REQUIREMENT A> In the text on angina pectoris, which receptors primarily mediate adenosine-induced ischemic cardiac pain?
REQUIREMENT B> List every type of ganglion that the text on angina pectoris says modulates the nervous activity generated by myocardial ischemia.

SELECTED EXCERPT>

Content starts

New look to an old symptom: angina pectoris.

At the turn of this century, it was proposed that ischemic cardiac pain might be related to distension of the ventricular wall ("mechanical hypothesis"). Three decades later, it was hypothesized that ischemic pain might be elicited by the intramyocardial release of pain-producing substances induced by ischemia ("chemical hypothesis"). Studies carried out in the past 10 years have given strong support to the chemical hypothesis, because they have consistently shown that adenosine is a mediator of ischemic cardiac pain. Adenosine-induced ischemic cardiac pain is mediated primarily by stimulation of A1 receptors located in cardiac nerve endings and is potentiated by substance P. Conversely, the magnitude and rate of left ventricular dilation during ischemia do not predict the severity of angina. It is worth noting, however, that stretching of epicardial coronary arteries appears to potentiate the severity of angina caused by myocardial ischemia. The nervous activity generated by myocardial ischemia is modulated in intrinsic cardiac, mediastinal, and thoracic ganglia. Then it is further modulated in the central nervous system and projects bilaterally to the cortex, as demonstrated in humans by positron emission tomography, where it is decoded as a painful sensation. The causes responsible for the lack of angina during myocardial ischemia are probably different in patients who present both pain-free and painful myocardial ischemia, in patients with predominantly painless ischemia, and in diabetic patients.

Content ends

PROVIDED INFORMATION>
Content starts

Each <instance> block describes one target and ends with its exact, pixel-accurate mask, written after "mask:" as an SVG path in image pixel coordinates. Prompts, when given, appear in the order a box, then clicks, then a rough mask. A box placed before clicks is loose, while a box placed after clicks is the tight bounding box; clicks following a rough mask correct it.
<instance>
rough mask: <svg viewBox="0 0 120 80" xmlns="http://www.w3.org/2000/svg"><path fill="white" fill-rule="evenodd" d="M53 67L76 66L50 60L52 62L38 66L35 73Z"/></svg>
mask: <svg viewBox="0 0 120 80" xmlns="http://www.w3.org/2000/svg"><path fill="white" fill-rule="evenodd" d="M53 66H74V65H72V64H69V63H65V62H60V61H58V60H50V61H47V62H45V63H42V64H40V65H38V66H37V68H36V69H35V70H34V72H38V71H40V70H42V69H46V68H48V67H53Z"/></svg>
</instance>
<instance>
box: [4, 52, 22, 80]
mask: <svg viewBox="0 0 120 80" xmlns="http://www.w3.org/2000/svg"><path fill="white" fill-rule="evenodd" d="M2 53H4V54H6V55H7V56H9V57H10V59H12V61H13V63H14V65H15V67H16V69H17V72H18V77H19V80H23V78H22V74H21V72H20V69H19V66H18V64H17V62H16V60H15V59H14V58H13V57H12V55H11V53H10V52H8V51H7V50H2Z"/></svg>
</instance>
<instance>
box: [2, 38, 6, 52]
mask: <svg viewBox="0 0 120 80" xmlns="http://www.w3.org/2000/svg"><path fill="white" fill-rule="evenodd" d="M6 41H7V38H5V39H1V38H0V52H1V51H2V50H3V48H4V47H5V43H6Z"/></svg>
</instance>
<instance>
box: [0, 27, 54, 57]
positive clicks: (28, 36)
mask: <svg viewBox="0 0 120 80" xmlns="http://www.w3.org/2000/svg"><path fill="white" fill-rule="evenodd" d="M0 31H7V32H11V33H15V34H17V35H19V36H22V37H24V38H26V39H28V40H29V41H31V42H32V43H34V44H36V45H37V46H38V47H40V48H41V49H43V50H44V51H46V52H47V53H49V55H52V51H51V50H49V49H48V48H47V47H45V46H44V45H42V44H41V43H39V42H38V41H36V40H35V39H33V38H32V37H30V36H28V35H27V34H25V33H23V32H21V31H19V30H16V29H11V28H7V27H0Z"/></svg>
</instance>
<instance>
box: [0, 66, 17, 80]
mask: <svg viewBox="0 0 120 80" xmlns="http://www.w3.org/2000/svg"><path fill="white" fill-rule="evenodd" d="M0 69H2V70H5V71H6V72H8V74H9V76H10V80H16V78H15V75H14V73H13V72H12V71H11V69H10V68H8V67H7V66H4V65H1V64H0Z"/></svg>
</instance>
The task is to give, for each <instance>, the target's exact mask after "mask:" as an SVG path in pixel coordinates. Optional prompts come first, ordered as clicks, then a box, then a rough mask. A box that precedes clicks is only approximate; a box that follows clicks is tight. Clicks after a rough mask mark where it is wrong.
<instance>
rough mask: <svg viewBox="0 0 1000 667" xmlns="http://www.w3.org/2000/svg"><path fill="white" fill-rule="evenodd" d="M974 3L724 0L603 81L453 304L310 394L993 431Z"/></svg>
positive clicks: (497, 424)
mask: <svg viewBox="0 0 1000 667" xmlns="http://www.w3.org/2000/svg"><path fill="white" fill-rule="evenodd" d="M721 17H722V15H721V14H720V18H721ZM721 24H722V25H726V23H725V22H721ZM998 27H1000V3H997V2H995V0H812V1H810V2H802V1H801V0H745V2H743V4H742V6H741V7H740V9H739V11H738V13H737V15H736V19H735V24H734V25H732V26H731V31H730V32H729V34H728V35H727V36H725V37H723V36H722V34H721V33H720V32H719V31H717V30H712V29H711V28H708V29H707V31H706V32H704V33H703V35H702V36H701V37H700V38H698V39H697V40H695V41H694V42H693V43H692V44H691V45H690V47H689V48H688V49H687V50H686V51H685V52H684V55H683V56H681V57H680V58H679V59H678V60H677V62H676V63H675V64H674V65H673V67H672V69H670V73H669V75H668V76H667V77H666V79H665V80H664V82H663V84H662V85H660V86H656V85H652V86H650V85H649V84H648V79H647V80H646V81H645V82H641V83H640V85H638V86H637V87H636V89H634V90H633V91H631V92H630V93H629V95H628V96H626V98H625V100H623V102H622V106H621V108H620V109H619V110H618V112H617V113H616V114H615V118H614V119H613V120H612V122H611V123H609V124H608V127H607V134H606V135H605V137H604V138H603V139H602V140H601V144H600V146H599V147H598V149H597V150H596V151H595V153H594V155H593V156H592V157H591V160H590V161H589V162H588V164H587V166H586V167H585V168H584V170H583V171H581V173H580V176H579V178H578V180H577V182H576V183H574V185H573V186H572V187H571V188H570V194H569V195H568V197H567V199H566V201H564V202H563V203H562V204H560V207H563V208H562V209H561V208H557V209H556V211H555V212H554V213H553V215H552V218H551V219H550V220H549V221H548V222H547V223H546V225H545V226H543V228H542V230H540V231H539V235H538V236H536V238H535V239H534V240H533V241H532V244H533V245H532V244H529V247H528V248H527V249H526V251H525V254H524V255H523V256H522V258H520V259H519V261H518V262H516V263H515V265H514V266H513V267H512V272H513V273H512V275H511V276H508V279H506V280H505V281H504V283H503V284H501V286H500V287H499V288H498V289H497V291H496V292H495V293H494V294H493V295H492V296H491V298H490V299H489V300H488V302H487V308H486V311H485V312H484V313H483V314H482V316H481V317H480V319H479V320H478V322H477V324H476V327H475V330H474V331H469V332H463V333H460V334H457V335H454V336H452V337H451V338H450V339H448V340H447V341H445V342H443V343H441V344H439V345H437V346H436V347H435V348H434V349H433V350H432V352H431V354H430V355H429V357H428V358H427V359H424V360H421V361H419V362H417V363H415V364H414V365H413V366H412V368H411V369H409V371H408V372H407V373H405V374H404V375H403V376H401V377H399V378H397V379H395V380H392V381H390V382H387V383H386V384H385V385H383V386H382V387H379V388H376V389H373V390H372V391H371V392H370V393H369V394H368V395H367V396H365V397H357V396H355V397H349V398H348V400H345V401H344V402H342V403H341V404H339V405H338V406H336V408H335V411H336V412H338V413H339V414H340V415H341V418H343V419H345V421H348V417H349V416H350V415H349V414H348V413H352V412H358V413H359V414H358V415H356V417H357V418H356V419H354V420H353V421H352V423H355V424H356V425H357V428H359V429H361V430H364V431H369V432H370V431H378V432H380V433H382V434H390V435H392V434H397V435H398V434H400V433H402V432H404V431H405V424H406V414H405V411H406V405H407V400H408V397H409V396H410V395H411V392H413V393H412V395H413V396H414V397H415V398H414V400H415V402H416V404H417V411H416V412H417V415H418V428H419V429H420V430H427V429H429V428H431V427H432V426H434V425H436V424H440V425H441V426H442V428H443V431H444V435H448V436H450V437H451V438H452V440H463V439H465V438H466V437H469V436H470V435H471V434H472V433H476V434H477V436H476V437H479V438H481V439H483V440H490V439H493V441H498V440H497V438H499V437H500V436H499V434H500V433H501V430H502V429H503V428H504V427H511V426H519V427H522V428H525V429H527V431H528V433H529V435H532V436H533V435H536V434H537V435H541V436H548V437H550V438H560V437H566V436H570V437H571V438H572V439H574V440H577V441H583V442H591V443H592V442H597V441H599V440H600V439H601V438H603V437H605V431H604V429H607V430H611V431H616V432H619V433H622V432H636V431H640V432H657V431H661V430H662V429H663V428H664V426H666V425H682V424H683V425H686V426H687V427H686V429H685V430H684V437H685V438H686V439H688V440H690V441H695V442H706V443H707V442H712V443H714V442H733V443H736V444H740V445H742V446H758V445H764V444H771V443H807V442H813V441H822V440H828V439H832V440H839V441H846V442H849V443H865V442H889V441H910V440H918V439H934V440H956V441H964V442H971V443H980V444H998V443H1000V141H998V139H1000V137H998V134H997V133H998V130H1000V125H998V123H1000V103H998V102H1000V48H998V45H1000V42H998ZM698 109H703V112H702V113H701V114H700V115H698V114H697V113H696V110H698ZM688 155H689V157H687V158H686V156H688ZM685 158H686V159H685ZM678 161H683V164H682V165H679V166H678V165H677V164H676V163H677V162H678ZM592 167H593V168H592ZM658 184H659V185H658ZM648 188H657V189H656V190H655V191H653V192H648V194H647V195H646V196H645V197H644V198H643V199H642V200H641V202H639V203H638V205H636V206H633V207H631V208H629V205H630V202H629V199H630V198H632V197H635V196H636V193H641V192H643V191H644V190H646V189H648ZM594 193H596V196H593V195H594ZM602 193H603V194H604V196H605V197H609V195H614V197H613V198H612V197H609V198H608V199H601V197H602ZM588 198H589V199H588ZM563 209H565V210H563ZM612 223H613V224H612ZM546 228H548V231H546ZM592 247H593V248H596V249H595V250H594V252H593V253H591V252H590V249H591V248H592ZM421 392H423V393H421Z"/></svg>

Content ends

PROBLEM SOLUTION A> A1 receptors located in cardiac nerve endings.

PROBLEM SOLUTION B> Intrinsic cardiac ganglia, mediastinal ganglia, thoracic ganglia